Below are records; transcribe only the line with "the wet rock" and those after it, through the last line, without any change.

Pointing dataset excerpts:
****************************************
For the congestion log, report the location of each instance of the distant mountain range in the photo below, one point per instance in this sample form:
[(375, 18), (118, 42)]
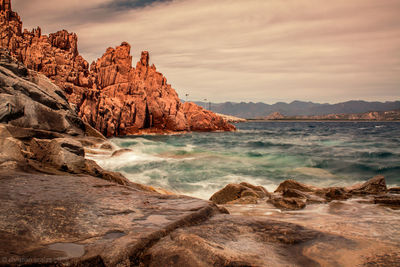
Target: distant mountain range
[(297, 108)]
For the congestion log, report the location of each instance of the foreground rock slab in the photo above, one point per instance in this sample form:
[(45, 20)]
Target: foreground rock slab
[(82, 219)]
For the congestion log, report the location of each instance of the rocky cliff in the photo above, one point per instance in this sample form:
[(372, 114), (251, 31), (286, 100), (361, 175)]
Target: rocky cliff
[(60, 209), (110, 94)]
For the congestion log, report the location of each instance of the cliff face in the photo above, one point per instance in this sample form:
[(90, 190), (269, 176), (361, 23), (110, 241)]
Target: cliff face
[(110, 95)]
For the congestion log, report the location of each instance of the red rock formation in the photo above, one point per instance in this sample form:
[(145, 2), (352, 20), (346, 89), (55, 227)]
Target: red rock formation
[(111, 95), (200, 119)]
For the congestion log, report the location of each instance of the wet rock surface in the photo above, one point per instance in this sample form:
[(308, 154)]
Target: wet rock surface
[(244, 193), (292, 195)]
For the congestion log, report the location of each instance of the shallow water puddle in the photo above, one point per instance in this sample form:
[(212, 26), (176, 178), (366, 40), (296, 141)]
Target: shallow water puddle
[(71, 250)]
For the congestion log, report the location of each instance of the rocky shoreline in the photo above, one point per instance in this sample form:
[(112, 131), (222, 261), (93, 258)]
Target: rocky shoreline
[(61, 209)]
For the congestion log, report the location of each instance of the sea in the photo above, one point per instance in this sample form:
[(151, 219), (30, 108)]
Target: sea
****************************************
**Reply**
For the congestion log, report the location of each instance of the wet rock surface in the photo above, one point per instance in this sample form:
[(308, 154)]
Target: wet rock surface
[(244, 193), (292, 195)]
For the congestion log, report the location of each instance of the shallow water puddle in the photo above, one point per instance in this sample form:
[(212, 26), (176, 178), (366, 40), (296, 141)]
Target: shallow water puddle
[(71, 250)]
For the congestion log, report the location of each instance of the rocky shoreline in the photo above, one point per instance in this sample form:
[(112, 131), (222, 261), (93, 258)]
Target: rocky shoreline
[(61, 209)]
For the congestion log, report the location of each instance of the sea in the photo above, one point per instance in this sample form:
[(151, 219), (30, 108)]
Target: sea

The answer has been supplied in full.